Task to complete: In the records below, find the line that contains "this sample: (320,398)." and the line that contains "this sample: (99,441).", then retype exactly those two lines and every line between them.
==========
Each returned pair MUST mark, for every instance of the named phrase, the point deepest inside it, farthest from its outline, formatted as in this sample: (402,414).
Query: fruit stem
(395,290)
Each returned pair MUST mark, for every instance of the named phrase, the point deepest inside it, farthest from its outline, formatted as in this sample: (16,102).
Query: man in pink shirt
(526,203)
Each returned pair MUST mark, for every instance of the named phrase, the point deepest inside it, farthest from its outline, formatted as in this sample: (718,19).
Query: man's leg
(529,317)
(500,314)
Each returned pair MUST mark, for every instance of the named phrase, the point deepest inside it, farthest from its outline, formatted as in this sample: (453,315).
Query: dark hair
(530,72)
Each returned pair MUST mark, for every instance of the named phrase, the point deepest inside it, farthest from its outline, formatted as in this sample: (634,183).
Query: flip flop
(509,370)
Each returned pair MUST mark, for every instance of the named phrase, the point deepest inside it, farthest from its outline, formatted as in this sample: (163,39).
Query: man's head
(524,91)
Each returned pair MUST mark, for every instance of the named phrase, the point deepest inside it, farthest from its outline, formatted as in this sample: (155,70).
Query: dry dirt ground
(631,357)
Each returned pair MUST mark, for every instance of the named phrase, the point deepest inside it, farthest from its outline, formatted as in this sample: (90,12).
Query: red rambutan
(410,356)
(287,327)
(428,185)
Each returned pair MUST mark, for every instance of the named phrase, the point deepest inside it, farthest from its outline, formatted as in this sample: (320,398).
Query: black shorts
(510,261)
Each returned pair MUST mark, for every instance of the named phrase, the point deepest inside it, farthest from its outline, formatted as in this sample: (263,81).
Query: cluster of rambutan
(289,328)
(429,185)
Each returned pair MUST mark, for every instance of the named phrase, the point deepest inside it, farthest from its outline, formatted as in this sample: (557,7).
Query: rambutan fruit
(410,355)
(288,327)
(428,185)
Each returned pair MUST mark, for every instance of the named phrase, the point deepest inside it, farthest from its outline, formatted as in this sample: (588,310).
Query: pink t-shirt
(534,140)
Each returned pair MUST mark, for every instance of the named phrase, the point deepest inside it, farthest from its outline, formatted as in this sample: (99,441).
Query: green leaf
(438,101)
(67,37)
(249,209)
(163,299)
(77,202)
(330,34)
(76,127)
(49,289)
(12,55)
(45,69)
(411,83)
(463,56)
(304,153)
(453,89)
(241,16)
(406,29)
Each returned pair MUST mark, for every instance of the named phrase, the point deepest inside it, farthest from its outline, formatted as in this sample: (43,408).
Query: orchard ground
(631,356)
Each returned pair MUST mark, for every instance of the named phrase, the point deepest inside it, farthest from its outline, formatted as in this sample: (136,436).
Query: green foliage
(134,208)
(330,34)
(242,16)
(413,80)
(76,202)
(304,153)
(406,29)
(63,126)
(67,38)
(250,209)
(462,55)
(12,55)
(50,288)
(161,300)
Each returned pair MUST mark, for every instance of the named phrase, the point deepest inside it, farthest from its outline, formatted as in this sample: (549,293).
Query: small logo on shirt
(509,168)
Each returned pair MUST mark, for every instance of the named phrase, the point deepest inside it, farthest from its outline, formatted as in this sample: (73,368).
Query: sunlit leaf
==========
Exercise response:
Each returned pair MUST mark, for every instance of the named phrase, the point deepest inside it, farthest from its outline, formatted as in this sample: (320,398).
Query: black shorts
(510,261)
Each returned pair MUST mark, for every instance of the named phrase, the point deepest inside it, farthest from its outline, formatted as in this sample: (263,81).
Query: cluster of rambutan
(289,328)
(429,185)
Each returned pair MUST mark, for every instance of the named phrase, the point deepest inside it, farthest from its outline, formatted as in this sample: (557,7).
Query: rambutan fruit
(410,355)
(288,327)
(428,185)
Each returned pair MUST mark, for every instance of the named phrase, the point deepest inside it, farthest from its outline, formatted as in this sample: (588,310).
Query: pink t-shirt
(534,140)
Each returned pair MUST mark, for every instance of the named phrase, the point deepest inside it, farthest from its outline, formatted as in this sample: (99,441).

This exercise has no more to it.